Top of RECORDED DATA

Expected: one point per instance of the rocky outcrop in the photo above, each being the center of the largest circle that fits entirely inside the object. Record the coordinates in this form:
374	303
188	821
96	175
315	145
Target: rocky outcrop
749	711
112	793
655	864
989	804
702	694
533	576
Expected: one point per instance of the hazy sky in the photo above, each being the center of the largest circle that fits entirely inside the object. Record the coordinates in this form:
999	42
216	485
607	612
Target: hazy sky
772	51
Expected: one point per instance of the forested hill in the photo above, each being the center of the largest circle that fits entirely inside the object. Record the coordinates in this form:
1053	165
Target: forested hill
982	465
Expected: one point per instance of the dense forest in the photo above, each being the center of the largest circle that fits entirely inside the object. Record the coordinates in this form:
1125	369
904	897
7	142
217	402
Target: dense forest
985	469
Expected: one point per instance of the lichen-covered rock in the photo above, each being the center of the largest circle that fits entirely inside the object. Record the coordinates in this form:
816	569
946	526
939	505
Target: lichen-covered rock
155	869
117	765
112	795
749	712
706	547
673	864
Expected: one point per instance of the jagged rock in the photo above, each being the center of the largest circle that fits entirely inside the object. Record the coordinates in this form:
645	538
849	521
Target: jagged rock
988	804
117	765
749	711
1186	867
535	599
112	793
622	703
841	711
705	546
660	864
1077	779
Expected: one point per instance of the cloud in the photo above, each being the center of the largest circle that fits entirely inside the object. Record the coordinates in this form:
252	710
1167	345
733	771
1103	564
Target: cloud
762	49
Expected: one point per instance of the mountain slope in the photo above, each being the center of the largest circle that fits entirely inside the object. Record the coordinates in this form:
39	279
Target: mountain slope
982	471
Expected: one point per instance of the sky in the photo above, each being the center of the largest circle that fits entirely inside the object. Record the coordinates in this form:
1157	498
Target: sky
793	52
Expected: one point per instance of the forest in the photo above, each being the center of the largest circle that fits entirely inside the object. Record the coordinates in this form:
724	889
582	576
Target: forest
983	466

Bottom of RECORDED DATA

▸ PROBLEM TO SOLVE
Line by line, write out the records above exactly.

▸ FINISHED EXERCISE
Expected: one point per instance of the rocky outcrop in the photo above, each being the center of the largest circle that fits entirely inside the object. Record the coordinates in this form:
374	303
188	821
96	175
315	145
Target: rocky outcrop
749	711
112	793
655	864
989	804
702	694
533	576
Expected: one point per instance of the hazy sky in the photo above, each being the center of the largest circle that fits entirely inside the object. Record the coordinates in this form:
999	42
216	485
607	612
Target: hazy sky
772	51
Expected: one point per instance of the forested hill in the photo above, each being the center of the largest circle that fits entirely inside the object. Record the coordinates in this form:
1053	165
Target: forested hill
982	465
Expected: one point per instance of the dense forest in the photo above, each being the center of the largest circle that fits entirely inside the object. Record the coordinates in this form:
1125	369
904	897
7	142
217	402
Target: dense forest
985	469
Expected: one point per instance of the lichen-covered rock in the photo above, each being the center of the largest circle that fits entirely inside the object. Record the coordinates in this form:
816	569
946	526
939	505
Target: lichen-covered rock
155	869
117	765
112	795
749	712
706	547
673	864
Expected: one point per instance of the jagged rock in the photo above, each being the center of the largest circle that fits entirely inside the object. Record the coordinates in this form:
645	538
849	521
Target: jagged rock
988	804
117	765
749	711
1186	867
535	599
112	793
622	703
841	711
705	546
660	864
1077	779
Expected: one point per instance of the cloud in the photo above, each being the center of the largest circle that fits entirely inside the object. Record the coordinates in this form:
252	710
1167	345
733	771
1103	564
Target: cloud
762	49
Expected: one point per instance of the mountain slope in the photo above, each being the center of the largest circle that fits entirely inside the object. Record the coordinates in this form:
39	279
Target: mountain slope
982	471
Expected: one point per instance of the sky in the photo above, each being the center of the largest circle that fits entirely inside the object. Record the coordinates in this form:
1157	498
Target: sky
793	52
Expected: one point per instance of the forest in the photo above, each being the center of the largest circle that fits entirely inside the object. Record the coordinates in this form:
724	889
582	576
Target: forest
983	466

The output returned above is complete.